[WRITTEN EXERCISE]
Rewrite the rows starting at the line that contains "red strawberry and record the pixel coordinates." and ending at the line that contains "(1072, 545)" as a two-column CSV with the headers input and output. Give one CSV line per row, with its text under input and its answer under output, each field quoted and line breaks replaced by spaces.

[DATA SHOWN]

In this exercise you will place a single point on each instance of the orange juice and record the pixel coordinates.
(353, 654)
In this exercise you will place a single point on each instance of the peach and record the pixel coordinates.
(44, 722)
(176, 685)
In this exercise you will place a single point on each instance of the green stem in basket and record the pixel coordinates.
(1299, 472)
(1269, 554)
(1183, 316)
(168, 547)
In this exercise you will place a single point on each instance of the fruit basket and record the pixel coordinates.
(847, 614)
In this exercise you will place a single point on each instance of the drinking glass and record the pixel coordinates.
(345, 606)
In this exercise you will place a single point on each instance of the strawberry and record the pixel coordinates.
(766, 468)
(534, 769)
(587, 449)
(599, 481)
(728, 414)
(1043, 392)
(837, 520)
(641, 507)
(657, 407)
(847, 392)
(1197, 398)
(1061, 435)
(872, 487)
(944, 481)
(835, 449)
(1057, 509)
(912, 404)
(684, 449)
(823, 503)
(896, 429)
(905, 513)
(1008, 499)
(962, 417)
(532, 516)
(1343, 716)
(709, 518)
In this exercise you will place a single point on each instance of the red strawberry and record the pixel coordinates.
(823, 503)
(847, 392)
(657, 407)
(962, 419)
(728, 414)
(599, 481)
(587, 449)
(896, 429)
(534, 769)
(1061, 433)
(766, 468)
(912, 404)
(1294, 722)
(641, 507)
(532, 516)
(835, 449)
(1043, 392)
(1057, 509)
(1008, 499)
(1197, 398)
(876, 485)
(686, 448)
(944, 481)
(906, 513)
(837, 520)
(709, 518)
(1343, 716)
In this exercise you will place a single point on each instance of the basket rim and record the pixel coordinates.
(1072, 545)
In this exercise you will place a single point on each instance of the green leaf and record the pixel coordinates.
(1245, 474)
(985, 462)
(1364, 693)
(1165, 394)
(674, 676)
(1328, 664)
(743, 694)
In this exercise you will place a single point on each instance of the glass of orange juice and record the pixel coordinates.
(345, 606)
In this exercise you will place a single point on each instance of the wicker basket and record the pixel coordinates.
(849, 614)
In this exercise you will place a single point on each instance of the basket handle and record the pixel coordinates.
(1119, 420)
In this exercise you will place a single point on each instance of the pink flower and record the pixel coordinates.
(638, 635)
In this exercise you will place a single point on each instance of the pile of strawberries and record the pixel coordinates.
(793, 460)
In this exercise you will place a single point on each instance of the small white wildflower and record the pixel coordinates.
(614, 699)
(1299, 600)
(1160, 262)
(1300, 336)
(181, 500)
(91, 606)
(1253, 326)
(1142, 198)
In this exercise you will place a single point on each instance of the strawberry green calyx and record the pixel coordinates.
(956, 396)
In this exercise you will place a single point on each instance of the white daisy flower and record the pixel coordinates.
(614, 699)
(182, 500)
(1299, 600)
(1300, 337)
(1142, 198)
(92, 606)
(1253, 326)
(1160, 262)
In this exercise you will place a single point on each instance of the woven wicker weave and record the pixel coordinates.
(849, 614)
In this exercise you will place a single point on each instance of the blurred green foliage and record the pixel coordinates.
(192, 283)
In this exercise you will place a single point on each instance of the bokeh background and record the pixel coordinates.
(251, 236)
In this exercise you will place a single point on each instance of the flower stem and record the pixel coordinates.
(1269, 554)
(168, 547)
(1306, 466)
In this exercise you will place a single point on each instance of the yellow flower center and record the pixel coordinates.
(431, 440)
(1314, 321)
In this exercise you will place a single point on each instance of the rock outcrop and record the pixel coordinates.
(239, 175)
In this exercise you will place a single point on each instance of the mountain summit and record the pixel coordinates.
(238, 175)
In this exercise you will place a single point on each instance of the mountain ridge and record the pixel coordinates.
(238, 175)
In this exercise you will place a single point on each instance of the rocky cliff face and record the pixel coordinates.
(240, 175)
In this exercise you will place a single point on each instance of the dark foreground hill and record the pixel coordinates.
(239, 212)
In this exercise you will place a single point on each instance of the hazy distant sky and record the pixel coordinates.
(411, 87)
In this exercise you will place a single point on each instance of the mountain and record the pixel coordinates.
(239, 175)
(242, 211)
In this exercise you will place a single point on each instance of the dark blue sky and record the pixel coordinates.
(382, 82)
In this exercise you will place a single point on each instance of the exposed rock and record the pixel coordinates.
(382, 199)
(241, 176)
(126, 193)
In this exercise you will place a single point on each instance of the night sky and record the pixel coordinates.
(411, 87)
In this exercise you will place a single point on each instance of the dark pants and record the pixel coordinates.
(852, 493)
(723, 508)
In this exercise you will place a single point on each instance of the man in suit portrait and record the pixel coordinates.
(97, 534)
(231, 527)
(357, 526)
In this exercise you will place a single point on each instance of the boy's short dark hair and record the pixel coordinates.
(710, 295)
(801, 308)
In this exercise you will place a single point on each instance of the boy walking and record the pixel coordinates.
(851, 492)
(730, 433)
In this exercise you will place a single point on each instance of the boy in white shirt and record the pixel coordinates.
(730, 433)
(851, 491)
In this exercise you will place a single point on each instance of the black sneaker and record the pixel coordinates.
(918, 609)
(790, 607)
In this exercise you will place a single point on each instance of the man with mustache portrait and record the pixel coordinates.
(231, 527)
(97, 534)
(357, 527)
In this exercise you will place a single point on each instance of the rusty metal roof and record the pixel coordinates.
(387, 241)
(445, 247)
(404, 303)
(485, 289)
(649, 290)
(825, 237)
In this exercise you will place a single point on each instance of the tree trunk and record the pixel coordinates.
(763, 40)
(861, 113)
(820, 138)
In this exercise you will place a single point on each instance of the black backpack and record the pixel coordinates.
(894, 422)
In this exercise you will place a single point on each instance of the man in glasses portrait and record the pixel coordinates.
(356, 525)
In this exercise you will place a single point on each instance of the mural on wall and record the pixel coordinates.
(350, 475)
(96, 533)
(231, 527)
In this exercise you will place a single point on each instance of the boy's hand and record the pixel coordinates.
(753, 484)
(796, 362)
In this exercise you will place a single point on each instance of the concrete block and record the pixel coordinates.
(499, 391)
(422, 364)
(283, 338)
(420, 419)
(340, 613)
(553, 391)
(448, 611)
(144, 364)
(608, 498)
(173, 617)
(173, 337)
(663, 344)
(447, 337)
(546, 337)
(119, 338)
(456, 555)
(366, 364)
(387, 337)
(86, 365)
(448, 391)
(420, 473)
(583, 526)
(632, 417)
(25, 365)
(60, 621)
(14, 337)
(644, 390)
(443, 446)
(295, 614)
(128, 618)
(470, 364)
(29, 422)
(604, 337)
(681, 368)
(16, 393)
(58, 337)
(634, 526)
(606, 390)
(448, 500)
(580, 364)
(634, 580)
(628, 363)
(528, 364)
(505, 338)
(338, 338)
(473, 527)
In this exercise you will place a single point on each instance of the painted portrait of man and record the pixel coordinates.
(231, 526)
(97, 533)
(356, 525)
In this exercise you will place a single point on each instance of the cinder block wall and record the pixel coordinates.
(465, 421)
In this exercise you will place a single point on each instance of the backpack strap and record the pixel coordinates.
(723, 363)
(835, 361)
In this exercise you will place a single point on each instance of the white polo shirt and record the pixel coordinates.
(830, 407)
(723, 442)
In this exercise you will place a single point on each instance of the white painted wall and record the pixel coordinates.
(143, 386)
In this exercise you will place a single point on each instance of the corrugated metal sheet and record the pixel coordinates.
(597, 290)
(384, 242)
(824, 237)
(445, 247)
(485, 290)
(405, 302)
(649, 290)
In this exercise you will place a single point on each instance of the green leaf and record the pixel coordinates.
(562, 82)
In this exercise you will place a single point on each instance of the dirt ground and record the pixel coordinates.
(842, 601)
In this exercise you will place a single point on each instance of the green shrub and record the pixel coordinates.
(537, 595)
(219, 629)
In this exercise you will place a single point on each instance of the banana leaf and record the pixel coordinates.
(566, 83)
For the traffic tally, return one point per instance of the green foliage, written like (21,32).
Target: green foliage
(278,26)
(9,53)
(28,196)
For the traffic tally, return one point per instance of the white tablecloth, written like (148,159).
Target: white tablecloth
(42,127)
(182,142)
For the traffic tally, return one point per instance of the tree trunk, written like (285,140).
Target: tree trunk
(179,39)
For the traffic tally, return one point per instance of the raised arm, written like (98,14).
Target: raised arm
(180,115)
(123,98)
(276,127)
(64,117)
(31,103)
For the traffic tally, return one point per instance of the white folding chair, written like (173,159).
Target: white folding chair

[FINAL RESULT]
input,output
"In this exercise you will place a single point on each instance of the red strawberry and record the pixel coordinates.","(823, 503) (847, 392) (657, 407) (962, 419) (728, 414) (599, 481) (587, 449) (896, 429) (534, 769) (1061, 433) (766, 468) (912, 404) (1294, 722) (641, 507) (532, 516) (835, 449) (1043, 392) (1057, 509) (1008, 499) (1197, 398) (876, 485) (686, 448) (944, 481) (906, 513) (837, 520) (709, 518) (1343, 716)"
"In this exercise you will place a single point on each instance of the basket rim and record the pixel coordinates.","(1072, 545)"